** Entries supplied **
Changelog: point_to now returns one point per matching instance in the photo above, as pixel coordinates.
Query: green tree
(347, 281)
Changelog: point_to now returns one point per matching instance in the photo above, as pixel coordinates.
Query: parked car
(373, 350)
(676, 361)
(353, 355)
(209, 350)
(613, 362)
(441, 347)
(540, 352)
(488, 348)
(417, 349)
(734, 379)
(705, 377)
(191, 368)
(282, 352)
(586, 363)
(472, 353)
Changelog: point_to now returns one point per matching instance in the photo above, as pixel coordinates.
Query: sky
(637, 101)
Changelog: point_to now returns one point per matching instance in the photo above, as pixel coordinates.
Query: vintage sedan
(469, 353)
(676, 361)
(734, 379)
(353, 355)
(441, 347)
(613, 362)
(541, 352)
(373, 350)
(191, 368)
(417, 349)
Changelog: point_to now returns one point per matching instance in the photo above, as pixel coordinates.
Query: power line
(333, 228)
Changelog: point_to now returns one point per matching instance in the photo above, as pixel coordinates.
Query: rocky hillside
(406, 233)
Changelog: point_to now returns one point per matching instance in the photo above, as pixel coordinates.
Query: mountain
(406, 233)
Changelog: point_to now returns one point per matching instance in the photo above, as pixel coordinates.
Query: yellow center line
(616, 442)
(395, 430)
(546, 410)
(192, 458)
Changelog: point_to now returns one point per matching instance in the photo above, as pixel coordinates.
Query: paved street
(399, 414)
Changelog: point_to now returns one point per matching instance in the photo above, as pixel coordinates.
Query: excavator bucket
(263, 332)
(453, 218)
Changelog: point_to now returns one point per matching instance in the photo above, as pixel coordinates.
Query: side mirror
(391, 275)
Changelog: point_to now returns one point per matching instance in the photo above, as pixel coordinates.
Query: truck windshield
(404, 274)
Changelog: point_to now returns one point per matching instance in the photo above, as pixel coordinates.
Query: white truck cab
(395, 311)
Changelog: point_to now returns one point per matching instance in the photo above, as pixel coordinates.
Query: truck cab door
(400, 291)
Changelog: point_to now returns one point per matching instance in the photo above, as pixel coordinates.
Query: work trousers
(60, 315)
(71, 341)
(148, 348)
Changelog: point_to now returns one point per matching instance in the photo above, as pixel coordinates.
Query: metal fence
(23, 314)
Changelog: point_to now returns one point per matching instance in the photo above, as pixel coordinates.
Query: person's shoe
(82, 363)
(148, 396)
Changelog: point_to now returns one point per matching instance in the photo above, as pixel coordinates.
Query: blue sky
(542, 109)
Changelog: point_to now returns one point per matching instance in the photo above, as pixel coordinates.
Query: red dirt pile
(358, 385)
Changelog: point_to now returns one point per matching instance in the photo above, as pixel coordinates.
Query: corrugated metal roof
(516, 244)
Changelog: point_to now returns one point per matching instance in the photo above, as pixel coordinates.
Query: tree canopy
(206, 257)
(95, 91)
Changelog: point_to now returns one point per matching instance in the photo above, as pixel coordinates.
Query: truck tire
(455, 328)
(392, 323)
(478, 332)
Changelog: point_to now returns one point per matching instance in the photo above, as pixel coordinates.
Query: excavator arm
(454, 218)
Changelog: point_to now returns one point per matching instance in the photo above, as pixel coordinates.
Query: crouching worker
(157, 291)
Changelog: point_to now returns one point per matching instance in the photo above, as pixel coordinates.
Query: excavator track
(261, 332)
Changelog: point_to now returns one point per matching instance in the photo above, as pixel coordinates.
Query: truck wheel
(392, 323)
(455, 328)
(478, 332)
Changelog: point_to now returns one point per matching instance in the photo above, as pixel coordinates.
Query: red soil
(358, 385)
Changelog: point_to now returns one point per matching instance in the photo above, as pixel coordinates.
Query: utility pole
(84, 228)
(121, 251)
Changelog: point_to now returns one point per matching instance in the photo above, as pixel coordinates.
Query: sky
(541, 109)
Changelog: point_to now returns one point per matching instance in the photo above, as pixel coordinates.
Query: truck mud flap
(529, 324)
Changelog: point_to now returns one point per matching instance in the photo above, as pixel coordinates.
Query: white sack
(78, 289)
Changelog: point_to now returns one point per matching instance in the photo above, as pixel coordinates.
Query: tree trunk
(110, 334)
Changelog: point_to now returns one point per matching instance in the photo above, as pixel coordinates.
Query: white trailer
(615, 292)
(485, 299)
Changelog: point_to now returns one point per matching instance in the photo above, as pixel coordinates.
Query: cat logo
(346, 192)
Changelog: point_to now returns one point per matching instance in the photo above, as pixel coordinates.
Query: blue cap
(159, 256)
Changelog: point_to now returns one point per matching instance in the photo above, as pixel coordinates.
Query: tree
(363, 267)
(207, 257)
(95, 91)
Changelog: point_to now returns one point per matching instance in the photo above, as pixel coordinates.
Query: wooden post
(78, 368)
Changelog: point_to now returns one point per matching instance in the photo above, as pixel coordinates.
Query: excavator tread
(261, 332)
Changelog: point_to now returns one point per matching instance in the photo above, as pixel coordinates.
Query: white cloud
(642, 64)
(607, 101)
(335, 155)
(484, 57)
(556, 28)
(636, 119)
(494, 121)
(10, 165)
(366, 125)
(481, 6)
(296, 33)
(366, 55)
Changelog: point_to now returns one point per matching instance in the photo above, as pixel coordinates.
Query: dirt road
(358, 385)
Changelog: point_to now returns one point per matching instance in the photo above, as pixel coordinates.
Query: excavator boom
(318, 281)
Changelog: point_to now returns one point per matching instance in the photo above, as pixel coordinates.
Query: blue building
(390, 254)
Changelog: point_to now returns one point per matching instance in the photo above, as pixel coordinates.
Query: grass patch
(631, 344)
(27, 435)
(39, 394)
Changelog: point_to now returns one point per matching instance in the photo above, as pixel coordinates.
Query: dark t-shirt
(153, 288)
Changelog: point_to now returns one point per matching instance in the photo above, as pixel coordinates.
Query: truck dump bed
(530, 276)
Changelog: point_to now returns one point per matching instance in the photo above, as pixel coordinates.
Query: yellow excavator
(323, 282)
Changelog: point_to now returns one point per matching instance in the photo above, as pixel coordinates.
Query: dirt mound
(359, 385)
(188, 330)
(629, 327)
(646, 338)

** Prompt **
Every line of the material must be returned exactly as it appears.

** Task solution **
Changelog: point_to now returns one point per matching instance in the photo above, as pixel coordinates.
Query: green tree
(347, 281)
Changelog: point_to now returns one point per matching instance in the photo above, as pixel coordinates.
Query: parked car
(373, 350)
(676, 361)
(353, 355)
(209, 350)
(613, 362)
(441, 347)
(540, 352)
(488, 348)
(417, 349)
(734, 379)
(705, 377)
(191, 368)
(282, 352)
(586, 363)
(472, 353)
Changelog: point_to now returns one point per matching instance in the photo above, as pixel coordinates.
Query: sky
(637, 101)
Changelog: point_to now returns one point per matching instance in the photo above, as pixel coordinates.
Query: vintage sedan
(469, 353)
(676, 361)
(734, 379)
(353, 355)
(441, 347)
(613, 362)
(541, 352)
(373, 350)
(191, 368)
(417, 349)
Changelog: point_to now returns one point per matching instance in the photo above, as pixel coordinates.
Query: power line
(333, 228)
Changelog: point_to now returns one point per matching instance in the photo above, as pixel coordinates.
Query: rocky hillside
(406, 233)
Changelog: point_to now returns one point per matching instance in the photo above, as pixel coordinates.
Query: mountain
(406, 233)
Changelog: point_to now returns one point per matching instance in the photo above, as pixel coordinates.
Query: yellow center line
(616, 442)
(395, 430)
(546, 410)
(192, 458)
Changelog: point_to now returns one point per matching instance in the photo above, as pixel coordinates.
Query: paved street
(399, 414)
Changelog: point_to now returns one point per matching instance in the photo above, as pixel coordinates.
Query: excavator bucket
(263, 332)
(453, 218)
Changelog: point_to now returns one point per matching instance in the photo above, as pixel coordinates.
Query: side mirror
(391, 275)
Changelog: point_to now returns one point per matching instance in the photo above, as pixel coordinates.
Query: truck windshield
(404, 274)
Changelog: point_to now returns one point per matching instance in the photo above, as pixel coordinates.
Query: white truck cab
(395, 311)
Changelog: point_to now returns one point per matching instance in the photo above, as pixel coordinates.
Query: truck cab door
(400, 291)
Changelog: point_to now returns one point per matching instance in the photo above, as pixel coordinates.
Query: work trousers
(60, 315)
(71, 341)
(148, 348)
Changelog: point_to now returns one point per matching instance in the photo above, as pixel coordinates.
Query: metal fence
(23, 314)
Changelog: point_to now returns one point per matching instance in the photo above, as pixel coordinates.
Query: person's shoe
(82, 363)
(148, 396)
Changelog: point_to now returns one point per matching instance in the photo above, as pixel coordinates.
Query: blue sky
(542, 109)
Changelog: point_to now returns one point per matching instance in the photo above, as pixel coordinates.
Query: red dirt pile
(358, 385)
Changelog: point_to now returns one point per matching instance in the photo above, as pixel coordinates.
Query: corrugated metal roof
(516, 244)
Changelog: point_to now returns one point per matching instance in the photo above, as pixel coordinates.
Query: tree canopy
(206, 257)
(95, 91)
Changelog: point_to now returns one point per matching instance in the photo above, as pixel coordinates.
Query: truck tire
(455, 328)
(392, 323)
(478, 332)
Changelog: point_to now returns one point per matching instance in the photo above, as pixel coordinates.
Query: excavator arm
(454, 218)
Changelog: point_to now returns one point per matching instance in the photo above, as pixel coordinates.
Query: crouching worker
(157, 291)
Changelog: point_to now returns one point per matching instance in the photo above, as pixel coordinates.
Query: excavator track
(261, 332)
Changelog: point_to now returns one point per matching instance in the photo above, as pixel coordinates.
Query: truck wheel
(392, 323)
(455, 328)
(478, 332)
Changelog: point_to now returns one point per matching instance in the photo above, as pixel coordinates.
Query: red soil
(358, 385)
Changelog: point_to now returns one point per matching instance in the photo above, as pixel coordinates.
Query: utility pole
(84, 228)
(121, 251)
Changelog: point_to now returns one point per matching instance in the photo above, as pixel coordinates.
Query: sky
(541, 109)
Changelog: point_to now returns one point per matching instance in the photo above, as pixel coordinates.
Query: truck mud flap
(529, 324)
Changelog: point_to now returns one point per matching instance in the photo above, as pixel coordinates.
Query: white sack
(78, 289)
Changelog: point_to now returns one point per matching instance in the photo above, as pixel coordinates.
Query: tree trunk
(110, 334)
Changelog: point_to now returns one point per matching instance in the photo above, as pixel coordinates.
Query: white trailer
(615, 292)
(485, 299)
Changelog: point_to now returns one point per matching instance in the photo above, as pixel coordinates.
Query: cat logo
(346, 192)
Changelog: point_to now returns one point per matching instance in the photo above, as pixel coordinates.
Query: blue cap
(159, 256)
Changelog: point_to now returns one point per matching instance in the photo above, as pixel coordinates.
Query: tree
(363, 267)
(207, 257)
(95, 91)
Changelog: point_to now returns one point per matching instance in the photo above, as pixel coordinates.
Query: wooden post
(78, 368)
Changelog: point_to now returns one point per matching instance in the photo above, as pixel coordinates.
Query: excavator tread
(261, 332)
Changelog: point_to now returns one point per matching instance in the photo above, as pixel coordinates.
Query: white cloud
(642, 64)
(607, 101)
(335, 155)
(484, 57)
(556, 28)
(636, 119)
(494, 121)
(10, 165)
(366, 125)
(481, 6)
(296, 33)
(366, 55)
Changelog: point_to now returns one point per matching instance in the photo above, as pixel coordinates.
Query: dirt road
(358, 385)
Changelog: point_to now returns one point per matching instance in the photo above, as pixel coordinates.
Query: excavator boom
(318, 281)
Changelog: point_to now returns one point per matching instance in the photo above, as pixel coordinates.
Query: blue building
(390, 254)
Changelog: point_to now returns one point per matching instance in the photo above, as pixel coordinates.
Query: grass patch
(631, 344)
(27, 435)
(39, 394)
Changelog: point_to now returns one point per matching instance in the photo above, as pixel coordinates.
Query: dark t-shirt
(153, 288)
Changelog: point_to now returns one point per matching instance in the photo above, as pixel coordinates.
Query: truck dump bed
(530, 276)
Changelog: point_to now returns one point per matching instance in the photo above, as pixel coordinates.
Query: yellow excavator
(323, 282)
Changelog: point_to now returns one point per matching instance in the photo above, as pixel coordinates.
Query: dirt mound
(359, 385)
(188, 330)
(629, 327)
(646, 338)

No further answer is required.